** WHAT THIS TASK INVOLVES **
Output all of the entries exactly as written.

(Dataset excerpt)

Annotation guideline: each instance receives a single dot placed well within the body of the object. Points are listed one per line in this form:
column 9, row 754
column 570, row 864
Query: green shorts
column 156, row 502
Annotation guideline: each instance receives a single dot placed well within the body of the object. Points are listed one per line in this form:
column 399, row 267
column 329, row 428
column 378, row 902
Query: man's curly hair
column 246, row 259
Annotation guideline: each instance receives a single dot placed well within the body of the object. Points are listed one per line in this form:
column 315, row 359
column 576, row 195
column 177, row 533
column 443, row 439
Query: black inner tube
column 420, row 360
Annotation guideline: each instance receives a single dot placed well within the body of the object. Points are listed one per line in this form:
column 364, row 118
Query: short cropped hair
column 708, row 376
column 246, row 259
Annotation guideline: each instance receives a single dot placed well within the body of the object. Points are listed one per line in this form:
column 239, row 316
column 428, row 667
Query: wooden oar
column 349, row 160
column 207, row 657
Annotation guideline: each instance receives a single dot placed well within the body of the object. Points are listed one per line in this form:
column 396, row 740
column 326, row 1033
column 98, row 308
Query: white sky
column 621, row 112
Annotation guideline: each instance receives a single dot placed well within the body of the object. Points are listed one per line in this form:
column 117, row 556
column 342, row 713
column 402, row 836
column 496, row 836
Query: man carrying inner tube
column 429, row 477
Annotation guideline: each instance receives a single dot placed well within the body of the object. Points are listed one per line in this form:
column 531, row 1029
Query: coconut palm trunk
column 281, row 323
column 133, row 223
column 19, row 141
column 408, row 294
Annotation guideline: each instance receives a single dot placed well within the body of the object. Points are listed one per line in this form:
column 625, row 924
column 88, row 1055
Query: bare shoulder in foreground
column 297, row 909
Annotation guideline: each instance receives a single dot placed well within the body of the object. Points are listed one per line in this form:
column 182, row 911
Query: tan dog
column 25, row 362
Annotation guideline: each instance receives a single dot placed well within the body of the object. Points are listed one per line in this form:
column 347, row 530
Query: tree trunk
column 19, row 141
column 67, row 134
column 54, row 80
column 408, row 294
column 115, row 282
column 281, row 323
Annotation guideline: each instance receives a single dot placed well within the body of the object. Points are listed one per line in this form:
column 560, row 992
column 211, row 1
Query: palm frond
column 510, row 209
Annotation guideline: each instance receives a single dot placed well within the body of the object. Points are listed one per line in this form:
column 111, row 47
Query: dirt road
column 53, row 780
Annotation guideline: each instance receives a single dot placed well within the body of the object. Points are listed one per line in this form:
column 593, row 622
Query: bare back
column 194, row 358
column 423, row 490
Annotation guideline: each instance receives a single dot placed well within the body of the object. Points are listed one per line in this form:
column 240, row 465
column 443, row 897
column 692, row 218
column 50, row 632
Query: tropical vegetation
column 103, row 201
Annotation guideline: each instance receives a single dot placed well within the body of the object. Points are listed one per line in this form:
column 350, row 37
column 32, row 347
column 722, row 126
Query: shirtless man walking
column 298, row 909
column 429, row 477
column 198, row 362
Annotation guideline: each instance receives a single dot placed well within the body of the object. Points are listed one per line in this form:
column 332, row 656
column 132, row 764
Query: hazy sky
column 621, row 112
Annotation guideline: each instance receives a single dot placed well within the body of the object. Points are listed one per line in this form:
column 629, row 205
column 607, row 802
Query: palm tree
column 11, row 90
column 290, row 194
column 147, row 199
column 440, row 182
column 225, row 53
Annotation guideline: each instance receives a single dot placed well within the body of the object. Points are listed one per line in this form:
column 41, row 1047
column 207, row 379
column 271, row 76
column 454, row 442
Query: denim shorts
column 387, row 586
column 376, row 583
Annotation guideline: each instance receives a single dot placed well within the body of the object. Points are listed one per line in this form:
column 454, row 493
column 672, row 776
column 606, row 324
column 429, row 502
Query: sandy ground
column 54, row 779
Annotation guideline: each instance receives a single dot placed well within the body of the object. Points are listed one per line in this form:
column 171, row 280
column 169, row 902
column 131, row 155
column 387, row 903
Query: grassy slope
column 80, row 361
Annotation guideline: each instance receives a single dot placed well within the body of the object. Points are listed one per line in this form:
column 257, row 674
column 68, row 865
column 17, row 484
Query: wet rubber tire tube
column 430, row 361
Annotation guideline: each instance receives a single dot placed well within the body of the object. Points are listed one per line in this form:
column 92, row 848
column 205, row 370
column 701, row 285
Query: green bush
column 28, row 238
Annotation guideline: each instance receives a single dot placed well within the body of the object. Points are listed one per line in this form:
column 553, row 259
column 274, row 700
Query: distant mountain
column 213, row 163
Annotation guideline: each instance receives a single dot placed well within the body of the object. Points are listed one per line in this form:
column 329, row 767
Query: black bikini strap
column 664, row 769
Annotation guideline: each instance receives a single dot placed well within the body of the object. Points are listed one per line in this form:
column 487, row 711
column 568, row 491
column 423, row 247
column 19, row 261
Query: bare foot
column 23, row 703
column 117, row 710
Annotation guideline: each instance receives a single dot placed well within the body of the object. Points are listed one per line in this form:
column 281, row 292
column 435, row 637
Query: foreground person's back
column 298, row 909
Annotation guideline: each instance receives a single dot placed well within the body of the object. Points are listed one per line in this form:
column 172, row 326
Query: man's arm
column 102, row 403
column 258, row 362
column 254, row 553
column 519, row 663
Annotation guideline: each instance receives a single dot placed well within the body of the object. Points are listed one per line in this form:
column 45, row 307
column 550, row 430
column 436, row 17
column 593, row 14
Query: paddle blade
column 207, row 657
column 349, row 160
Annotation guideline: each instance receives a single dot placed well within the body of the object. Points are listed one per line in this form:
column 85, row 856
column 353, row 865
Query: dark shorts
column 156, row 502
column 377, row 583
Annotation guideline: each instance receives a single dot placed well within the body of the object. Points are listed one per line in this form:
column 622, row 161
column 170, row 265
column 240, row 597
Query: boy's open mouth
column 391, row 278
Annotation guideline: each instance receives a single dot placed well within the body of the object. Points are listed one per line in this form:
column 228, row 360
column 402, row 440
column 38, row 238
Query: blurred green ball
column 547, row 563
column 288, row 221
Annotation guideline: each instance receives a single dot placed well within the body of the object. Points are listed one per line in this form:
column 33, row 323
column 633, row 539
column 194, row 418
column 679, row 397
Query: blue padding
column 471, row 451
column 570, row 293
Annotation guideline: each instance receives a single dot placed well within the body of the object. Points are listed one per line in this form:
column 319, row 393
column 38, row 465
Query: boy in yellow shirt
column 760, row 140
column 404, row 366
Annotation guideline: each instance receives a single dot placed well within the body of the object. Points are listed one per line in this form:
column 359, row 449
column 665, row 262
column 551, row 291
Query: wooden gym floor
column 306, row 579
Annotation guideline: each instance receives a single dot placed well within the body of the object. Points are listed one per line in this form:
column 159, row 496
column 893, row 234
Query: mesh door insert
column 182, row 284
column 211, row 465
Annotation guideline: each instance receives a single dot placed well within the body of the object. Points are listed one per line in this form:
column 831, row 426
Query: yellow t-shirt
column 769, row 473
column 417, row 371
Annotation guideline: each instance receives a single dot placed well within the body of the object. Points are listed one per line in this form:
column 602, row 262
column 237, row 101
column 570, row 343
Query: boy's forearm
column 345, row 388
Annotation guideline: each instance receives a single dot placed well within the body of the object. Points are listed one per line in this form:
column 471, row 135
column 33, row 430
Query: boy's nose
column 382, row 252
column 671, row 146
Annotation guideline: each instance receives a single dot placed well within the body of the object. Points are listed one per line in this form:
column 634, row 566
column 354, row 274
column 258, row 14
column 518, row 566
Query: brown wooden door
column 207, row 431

** RESULT OF THE TASK **
Annotation guideline: each instance receives a single dot placed well within the body of the object. Points are listed one per line in this form:
column 9, row 754
column 570, row 864
Query: green shorts
column 156, row 502
Annotation guideline: each instance receives a single dot placed well within the body of the object. Points are listed one per line in this form:
column 399, row 267
column 329, row 428
column 378, row 902
Query: man's curly hair
column 246, row 259
Annotation guideline: each instance receives a single dot placed well within the body of the object. Points are listed one per line in this form:
column 315, row 359
column 576, row 195
column 177, row 533
column 443, row 439
Query: black inner tube
column 420, row 360
Annotation guideline: each instance receives a single dot placed well within the body of the object. Points are listed one per line in this form:
column 364, row 118
Query: short cropped hair
column 708, row 376
column 246, row 259
Annotation guideline: each instance receives a single dot placed well within the body of the object. Points are listed one per line in this form:
column 239, row 316
column 428, row 667
Query: wooden oar
column 349, row 160
column 207, row 657
Annotation guideline: each instance receives a single dot placed well within the body of the object. Points are listed one per line in this form:
column 396, row 740
column 326, row 1033
column 98, row 308
Query: white sky
column 621, row 112
Annotation guideline: each instance receives a single dot placed well within the body of the object. Points are listed one per line in this form:
column 117, row 556
column 342, row 713
column 402, row 836
column 496, row 836
Query: man carrying inner tube
column 429, row 477
Annotation guideline: each instance receives a single dot placed well within the body of the object. Points are listed one per line in this form:
column 531, row 1029
Query: coconut palm trunk
column 281, row 323
column 133, row 223
column 19, row 141
column 408, row 294
Annotation guideline: each instance receives a single dot placed well within the body of the object. Points are listed one per line in this form:
column 625, row 924
column 88, row 1055
Query: bare shoulder in foreground
column 297, row 909
Annotation guideline: each instance receives a single dot placed well within the body of the object. Points are listed one per line in this form:
column 182, row 911
Query: tan dog
column 25, row 362
Annotation guideline: each instance receives a single dot placed well within the body of the object. Points are listed one per line in this form:
column 347, row 530
Query: tree trunk
column 19, row 141
column 67, row 134
column 54, row 80
column 408, row 294
column 115, row 282
column 281, row 323
Annotation guideline: each instance receives a single dot placed well within the body of the object. Points are listed one per line in this form:
column 560, row 992
column 211, row 1
Query: palm frond
column 510, row 209
Annotation guideline: each instance receives a single dot placed well within the body of the object. Points are listed one per line in this form:
column 111, row 47
Query: dirt road
column 53, row 780
Annotation guideline: each instance receives a single dot placed well within the body of the object. Points are listed one per line in this form:
column 593, row 622
Query: bare back
column 194, row 358
column 423, row 490
Annotation guideline: each instance receives a single dot placed well within the body of the object. Points are listed one per line in this form:
column 240, row 465
column 443, row 897
column 692, row 218
column 50, row 632
Query: tropical vegetation
column 103, row 201
Annotation guideline: each instance receives a single dot placed well within the body of the object. Points are listed one per line in this form:
column 350, row 37
column 32, row 347
column 722, row 126
Query: shirtless man walking
column 298, row 909
column 429, row 477
column 198, row 362
Annotation guideline: each instance receives a single dot placed well within the body of the object. Points are listed one per line in this form:
column 332, row 656
column 132, row 764
Query: hazy sky
column 621, row 112
Annotation guideline: each instance receives a single dot placed well within the body of the object. Points are listed one per line in this form:
column 629, row 205
column 607, row 802
Query: palm tree
column 11, row 90
column 290, row 194
column 147, row 199
column 440, row 182
column 225, row 53
Annotation guideline: each instance receives a single dot placed well within the body of the object. Points are listed one per line in this form:
column 41, row 1047
column 207, row 379
column 271, row 76
column 454, row 442
Query: denim shorts
column 387, row 586
column 376, row 583
Annotation guideline: each instance receives a single dot placed well within the body of the object. Points are listed one per line in this form:
column 454, row 493
column 672, row 776
column 606, row 324
column 429, row 502
Query: sandy ground
column 54, row 779
Annotation guideline: each instance receives a single dot placed well within the body of the object. Points are listed one per line in this form:
column 171, row 280
column 169, row 902
column 131, row 155
column 387, row 903
Query: grassy slope
column 80, row 361
Annotation guideline: each instance receives a single dot placed well within the body of the object. Points are listed one per line in this form:
column 257, row 674
column 68, row 865
column 17, row 484
Query: wet rubber tire tube
column 430, row 361
Annotation guideline: each instance receives a single dot placed well within the body of the object. Points are listed one per line in this form:
column 92, row 848
column 205, row 370
column 701, row 285
Query: green bush
column 28, row 238
Annotation guideline: each instance receives a single dot placed well within the body of the object. Points are listed one per line in this form:
column 553, row 259
column 274, row 700
Query: distant mountain
column 213, row 163
Annotation guideline: each instance receives a single dot placed well within the body of the object. Points are listed one per line in this form:
column 329, row 767
Query: black bikini strap
column 664, row 769
Annotation guideline: each instance receives a single dot placed well within the body of the object. Points are listed one per line in this form:
column 487, row 711
column 568, row 491
column 423, row 247
column 19, row 261
Query: bare foot
column 23, row 703
column 117, row 710
Annotation guideline: each instance receives a single dot placed well within the body of the object. Points are listed one per line in this form:
column 281, row 292
column 435, row 637
Query: foreground person's back
column 298, row 909
Annotation guideline: each instance receives a single dot placed well within the body of the object. Points are listed one per line in this form:
column 172, row 326
Query: man's arm
column 102, row 403
column 258, row 362
column 254, row 553
column 519, row 663
Annotation guideline: each instance receives a single dot placed well within the body of the object. Points are listed one per line in this form:
column 45, row 307
column 550, row 430
column 436, row 17
column 593, row 14
Query: paddle blade
column 207, row 657
column 349, row 160
Annotation guideline: each instance receives a single dot placed well within the body of the object. Points are listed one per line in this form:
column 85, row 856
column 353, row 865
Query: dark shorts
column 156, row 502
column 377, row 583
Annotation guideline: each instance receives a single dot placed well within the body of the object. Points are listed one per line in this form:
column 622, row 161
column 170, row 265
column 240, row 597
Query: boy's open mouth
column 391, row 278
Annotation guideline: each instance receives a single dot placed well within the body of the object. Points are listed one per line in this form:
column 228, row 360
column 402, row 440
column 38, row 238
Query: blurred green ball
column 547, row 563
column 288, row 221
Annotation guideline: each instance receives a single dot placed well within the body of the object. Points are listed one per line in this form:
column 33, row 323
column 633, row 539
column 194, row 418
column 679, row 397
Query: blue padding
column 471, row 451
column 570, row 293
Annotation guideline: each instance receives a single dot placed well within the body of the object. Points are listed one per line in this form:
column 319, row 393
column 38, row 465
Query: boy in yellow shirt
column 760, row 140
column 404, row 366
Annotation guideline: each instance receives a single dot placed well within the body of the object. Points are listed one per line in this form:
column 359, row 449
column 665, row 262
column 551, row 291
Query: wooden gym floor
column 306, row 579
Annotation guideline: each instance receives a single dot placed well within the body of the object. Points are listed one per line in this form:
column 159, row 496
column 893, row 234
Query: mesh door insert
column 182, row 284
column 211, row 465
Annotation guideline: each instance receives a single dot placed well within the body of the object. Points are listed one per line in this form:
column 831, row 426
Query: yellow t-shirt
column 769, row 473
column 417, row 371
Annotation guideline: each instance receives a single dot placed well within the body of the object. Points are listed one per line in this form:
column 602, row 262
column 237, row 101
column 570, row 343
Query: boy's forearm
column 345, row 388
Annotation guideline: each instance receives a single dot placed well within the body of the object. Points are listed one per line in this form:
column 471, row 135
column 33, row 430
Query: boy's nose
column 382, row 252
column 671, row 146
Annotation guideline: each instance receives a single dot placed well within the body of the object. Points are listed one per line in this form:
column 634, row 566
column 354, row 274
column 258, row 14
column 518, row 566
Query: brown wooden door
column 207, row 431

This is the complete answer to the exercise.